## Goal
Lay out everything from the line containing "segment --target name" down to the line containing "[[332,89],[326,89],[326,95],[325,97],[325,100],[332,100]]", both lines included, as a two-column CSV with headers input and output. Give each entry its own row, with its text under input and its answer under output, each in a single quoted field with line breaks replaced by spaces.

Collected data entries:
** begin **
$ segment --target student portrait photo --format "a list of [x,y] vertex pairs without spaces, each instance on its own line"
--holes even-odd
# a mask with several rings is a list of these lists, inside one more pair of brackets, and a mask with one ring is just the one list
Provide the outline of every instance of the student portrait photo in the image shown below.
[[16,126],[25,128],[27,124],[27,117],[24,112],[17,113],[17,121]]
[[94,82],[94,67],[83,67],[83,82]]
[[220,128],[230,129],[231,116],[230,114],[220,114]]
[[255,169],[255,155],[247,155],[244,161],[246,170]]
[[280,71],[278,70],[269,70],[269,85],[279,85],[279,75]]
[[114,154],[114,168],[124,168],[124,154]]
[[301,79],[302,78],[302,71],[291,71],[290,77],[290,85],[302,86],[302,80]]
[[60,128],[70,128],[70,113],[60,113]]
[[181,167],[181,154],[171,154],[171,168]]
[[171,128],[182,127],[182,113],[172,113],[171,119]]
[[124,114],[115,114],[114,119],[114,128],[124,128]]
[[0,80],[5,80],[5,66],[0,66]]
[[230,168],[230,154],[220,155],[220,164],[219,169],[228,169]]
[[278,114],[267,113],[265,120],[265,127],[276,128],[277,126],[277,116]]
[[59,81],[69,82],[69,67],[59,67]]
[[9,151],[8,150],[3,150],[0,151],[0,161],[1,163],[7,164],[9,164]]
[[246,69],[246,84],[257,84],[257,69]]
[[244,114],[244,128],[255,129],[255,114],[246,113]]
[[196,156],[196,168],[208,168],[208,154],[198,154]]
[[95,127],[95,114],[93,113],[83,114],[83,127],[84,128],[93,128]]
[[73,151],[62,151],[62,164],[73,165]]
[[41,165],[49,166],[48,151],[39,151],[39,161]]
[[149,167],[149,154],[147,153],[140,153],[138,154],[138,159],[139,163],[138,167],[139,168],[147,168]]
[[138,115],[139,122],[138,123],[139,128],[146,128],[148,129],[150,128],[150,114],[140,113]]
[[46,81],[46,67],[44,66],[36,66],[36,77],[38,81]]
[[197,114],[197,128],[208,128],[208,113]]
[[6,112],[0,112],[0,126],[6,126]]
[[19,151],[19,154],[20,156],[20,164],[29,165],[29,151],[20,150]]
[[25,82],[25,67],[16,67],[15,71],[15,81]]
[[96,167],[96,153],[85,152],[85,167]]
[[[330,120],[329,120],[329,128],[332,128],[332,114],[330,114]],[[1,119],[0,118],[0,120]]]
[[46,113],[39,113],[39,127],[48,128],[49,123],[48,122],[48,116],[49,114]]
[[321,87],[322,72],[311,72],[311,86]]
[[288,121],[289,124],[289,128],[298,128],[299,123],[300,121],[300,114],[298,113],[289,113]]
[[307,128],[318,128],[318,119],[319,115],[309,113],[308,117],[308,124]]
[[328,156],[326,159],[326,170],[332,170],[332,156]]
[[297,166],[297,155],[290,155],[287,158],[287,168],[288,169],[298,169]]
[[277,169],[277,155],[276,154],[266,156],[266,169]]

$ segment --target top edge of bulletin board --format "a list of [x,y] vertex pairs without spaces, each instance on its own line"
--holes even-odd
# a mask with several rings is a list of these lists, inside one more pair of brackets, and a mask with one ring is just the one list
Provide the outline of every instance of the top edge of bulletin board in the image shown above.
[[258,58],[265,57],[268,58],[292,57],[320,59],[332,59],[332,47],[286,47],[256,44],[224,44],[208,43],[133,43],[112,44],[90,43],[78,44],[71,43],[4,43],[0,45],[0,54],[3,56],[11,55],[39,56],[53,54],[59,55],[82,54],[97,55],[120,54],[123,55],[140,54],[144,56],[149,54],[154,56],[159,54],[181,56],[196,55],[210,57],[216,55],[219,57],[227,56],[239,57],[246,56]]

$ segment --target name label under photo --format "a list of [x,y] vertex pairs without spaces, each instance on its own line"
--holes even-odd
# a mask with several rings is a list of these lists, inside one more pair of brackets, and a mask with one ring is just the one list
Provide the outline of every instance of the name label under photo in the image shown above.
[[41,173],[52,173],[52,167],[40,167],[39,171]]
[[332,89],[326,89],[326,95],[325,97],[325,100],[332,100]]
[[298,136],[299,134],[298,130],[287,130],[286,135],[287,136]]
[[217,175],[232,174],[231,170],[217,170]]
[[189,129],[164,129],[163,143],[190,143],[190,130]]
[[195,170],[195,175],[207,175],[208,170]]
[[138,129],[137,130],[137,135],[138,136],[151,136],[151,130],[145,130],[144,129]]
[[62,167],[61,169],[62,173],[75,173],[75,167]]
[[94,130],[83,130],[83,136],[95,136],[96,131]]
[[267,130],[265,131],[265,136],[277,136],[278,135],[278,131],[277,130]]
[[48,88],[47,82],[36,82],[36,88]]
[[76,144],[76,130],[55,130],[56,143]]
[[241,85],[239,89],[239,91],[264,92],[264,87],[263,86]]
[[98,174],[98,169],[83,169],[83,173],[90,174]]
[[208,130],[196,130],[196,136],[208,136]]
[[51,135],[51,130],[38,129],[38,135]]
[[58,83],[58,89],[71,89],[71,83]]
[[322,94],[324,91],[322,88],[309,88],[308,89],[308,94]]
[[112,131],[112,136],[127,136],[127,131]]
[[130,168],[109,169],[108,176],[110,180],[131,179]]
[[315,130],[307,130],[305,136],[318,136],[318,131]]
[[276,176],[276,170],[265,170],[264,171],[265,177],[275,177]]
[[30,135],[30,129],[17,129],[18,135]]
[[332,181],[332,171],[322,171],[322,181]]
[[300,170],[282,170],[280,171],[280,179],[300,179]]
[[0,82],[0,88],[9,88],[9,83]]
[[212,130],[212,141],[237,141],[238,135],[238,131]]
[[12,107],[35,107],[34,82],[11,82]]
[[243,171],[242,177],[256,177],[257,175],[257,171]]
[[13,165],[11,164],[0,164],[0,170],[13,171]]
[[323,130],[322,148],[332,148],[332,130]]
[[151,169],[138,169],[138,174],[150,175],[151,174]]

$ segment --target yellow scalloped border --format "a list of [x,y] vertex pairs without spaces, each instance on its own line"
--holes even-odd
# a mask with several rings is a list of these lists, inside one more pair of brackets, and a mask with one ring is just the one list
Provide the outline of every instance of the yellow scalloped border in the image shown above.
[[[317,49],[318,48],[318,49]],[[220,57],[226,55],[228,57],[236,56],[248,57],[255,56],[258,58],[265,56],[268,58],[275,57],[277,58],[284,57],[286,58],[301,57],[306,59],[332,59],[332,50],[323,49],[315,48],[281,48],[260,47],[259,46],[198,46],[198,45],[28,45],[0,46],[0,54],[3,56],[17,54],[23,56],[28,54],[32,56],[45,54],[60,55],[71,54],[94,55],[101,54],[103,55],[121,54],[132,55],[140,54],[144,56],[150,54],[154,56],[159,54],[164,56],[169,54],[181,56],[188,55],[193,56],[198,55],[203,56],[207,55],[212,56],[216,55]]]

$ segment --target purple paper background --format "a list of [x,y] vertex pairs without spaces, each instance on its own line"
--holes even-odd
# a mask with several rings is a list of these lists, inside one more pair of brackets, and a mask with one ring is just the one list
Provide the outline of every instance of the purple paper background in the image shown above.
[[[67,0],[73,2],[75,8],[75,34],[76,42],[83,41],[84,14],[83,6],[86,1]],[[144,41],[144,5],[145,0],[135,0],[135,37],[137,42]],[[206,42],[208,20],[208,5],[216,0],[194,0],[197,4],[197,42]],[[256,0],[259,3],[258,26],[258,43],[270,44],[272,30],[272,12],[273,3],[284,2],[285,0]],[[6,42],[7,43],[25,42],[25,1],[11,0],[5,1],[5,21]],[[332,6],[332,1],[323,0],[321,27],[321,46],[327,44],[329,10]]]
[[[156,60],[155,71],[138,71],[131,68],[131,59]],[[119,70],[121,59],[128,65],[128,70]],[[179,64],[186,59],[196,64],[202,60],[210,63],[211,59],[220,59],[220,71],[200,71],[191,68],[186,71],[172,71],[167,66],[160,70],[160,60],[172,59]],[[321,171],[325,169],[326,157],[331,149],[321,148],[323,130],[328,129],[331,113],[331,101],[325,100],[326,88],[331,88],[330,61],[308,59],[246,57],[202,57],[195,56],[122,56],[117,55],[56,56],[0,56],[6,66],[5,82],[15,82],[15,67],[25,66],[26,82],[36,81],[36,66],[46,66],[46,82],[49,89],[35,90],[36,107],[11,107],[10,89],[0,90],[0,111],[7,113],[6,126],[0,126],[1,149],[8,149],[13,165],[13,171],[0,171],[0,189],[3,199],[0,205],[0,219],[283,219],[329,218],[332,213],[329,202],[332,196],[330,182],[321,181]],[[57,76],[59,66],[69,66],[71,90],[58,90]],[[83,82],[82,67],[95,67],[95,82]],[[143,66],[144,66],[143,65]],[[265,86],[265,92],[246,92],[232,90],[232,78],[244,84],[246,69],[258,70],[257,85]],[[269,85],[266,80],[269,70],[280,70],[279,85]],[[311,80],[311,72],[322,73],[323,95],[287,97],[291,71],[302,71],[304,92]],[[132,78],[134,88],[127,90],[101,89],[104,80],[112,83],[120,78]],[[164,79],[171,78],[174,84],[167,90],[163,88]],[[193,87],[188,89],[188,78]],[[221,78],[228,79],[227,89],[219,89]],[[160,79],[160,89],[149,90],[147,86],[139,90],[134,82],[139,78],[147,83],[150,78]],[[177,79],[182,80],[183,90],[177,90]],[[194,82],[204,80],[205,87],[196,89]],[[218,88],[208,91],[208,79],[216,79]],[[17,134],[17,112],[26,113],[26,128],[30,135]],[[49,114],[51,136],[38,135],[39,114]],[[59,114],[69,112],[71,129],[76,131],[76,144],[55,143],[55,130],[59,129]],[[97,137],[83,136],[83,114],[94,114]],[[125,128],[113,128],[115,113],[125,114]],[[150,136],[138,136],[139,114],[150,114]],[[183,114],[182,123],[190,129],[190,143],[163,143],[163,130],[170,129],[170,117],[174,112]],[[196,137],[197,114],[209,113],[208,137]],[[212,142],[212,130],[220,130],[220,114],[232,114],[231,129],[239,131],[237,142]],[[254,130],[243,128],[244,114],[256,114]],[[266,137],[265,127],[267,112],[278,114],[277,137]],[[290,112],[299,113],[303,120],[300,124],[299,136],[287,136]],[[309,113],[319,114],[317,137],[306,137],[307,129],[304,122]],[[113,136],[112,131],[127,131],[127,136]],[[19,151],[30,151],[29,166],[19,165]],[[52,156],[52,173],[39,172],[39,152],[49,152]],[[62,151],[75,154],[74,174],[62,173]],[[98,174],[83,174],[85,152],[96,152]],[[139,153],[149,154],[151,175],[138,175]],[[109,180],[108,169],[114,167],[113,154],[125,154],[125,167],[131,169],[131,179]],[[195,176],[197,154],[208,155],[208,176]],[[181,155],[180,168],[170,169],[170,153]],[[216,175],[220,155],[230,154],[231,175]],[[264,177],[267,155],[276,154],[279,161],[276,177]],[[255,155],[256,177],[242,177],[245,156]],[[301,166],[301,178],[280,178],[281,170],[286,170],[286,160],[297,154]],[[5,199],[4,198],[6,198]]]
** end **
## Task output
input,output
"$ segment --target name label under photo --format ""a list of [x,y] vertex pairs without spaces, each instance on its own line"" --holes even-odd # a mask with several rings is a list of these lists, inside one more pair of brackets, and a mask with one ring is just the one list Provide the outline of every instance of the name label under photo in the image shown above.","[[41,173],[52,173],[52,167],[40,167],[39,171]] [[332,89],[326,89],[326,95],[325,97],[325,100],[332,100]]"